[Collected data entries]

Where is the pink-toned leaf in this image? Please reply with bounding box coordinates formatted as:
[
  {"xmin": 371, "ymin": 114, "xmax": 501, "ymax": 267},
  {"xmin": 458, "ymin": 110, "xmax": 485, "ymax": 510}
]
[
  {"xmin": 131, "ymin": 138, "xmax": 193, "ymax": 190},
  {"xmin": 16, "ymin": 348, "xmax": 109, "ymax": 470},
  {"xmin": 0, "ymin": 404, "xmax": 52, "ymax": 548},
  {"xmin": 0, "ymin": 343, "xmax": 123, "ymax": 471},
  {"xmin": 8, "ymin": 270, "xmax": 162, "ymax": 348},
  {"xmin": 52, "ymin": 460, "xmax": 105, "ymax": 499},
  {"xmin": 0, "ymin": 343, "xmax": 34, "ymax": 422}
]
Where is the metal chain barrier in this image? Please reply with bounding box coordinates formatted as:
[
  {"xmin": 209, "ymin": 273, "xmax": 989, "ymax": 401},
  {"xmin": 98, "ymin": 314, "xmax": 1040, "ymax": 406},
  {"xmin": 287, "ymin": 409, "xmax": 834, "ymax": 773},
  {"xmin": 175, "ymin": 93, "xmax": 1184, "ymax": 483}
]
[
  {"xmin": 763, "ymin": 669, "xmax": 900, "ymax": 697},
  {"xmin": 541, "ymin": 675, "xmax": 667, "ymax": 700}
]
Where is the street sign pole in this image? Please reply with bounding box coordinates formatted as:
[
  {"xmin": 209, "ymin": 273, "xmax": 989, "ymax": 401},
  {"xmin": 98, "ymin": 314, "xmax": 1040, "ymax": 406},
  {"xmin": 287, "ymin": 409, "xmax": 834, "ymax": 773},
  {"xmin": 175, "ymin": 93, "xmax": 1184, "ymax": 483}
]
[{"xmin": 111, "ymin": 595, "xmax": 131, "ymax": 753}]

Stated problem:
Reproduce every line of the items above, requests included, and scale each bounding box coordinate in the answers by 1.05, rounding to whole numbers with halves rounded up. Leave the numbers in the requests and their format samples unchanged.

Output for this exercise:
Where is the pink-toned leaf in this image? Please reply with bounding box coordinates formatted as:
[
  {"xmin": 371, "ymin": 114, "xmax": 501, "ymax": 267},
  {"xmin": 458, "ymin": 110, "xmax": 485, "ymax": 510}
]
[
  {"xmin": 138, "ymin": 145, "xmax": 203, "ymax": 200},
  {"xmin": 17, "ymin": 365, "xmax": 114, "ymax": 494},
  {"xmin": 0, "ymin": 424, "xmax": 55, "ymax": 575},
  {"xmin": 0, "ymin": 360, "xmax": 129, "ymax": 495},
  {"xmin": 8, "ymin": 284, "xmax": 170, "ymax": 365},
  {"xmin": 55, "ymin": 483, "xmax": 110, "ymax": 524},
  {"xmin": 0, "ymin": 360, "xmax": 36, "ymax": 443}
]
Where is the metal chain barrier in this image? Please reply with bounding box coordinates formatted as:
[
  {"xmin": 209, "ymin": 273, "xmax": 989, "ymax": 401},
  {"xmin": 98, "ymin": 314, "xmax": 1040, "ymax": 406},
  {"xmin": 287, "ymin": 409, "xmax": 834, "ymax": 773},
  {"xmin": 175, "ymin": 93, "xmax": 1184, "ymax": 483}
]
[
  {"xmin": 801, "ymin": 702, "xmax": 945, "ymax": 732},
  {"xmin": 568, "ymin": 709, "xmax": 700, "ymax": 735}
]
Where is the street sign pole in this image? Please reply with bounding box coordinates formatted as:
[
  {"xmin": 209, "ymin": 273, "xmax": 989, "ymax": 401},
  {"xmin": 98, "ymin": 314, "xmax": 1040, "ymax": 406},
  {"xmin": 287, "ymin": 409, "xmax": 834, "ymax": 773},
  {"xmin": 175, "ymin": 93, "xmax": 1184, "ymax": 483}
]
[{"xmin": 117, "ymin": 625, "xmax": 138, "ymax": 791}]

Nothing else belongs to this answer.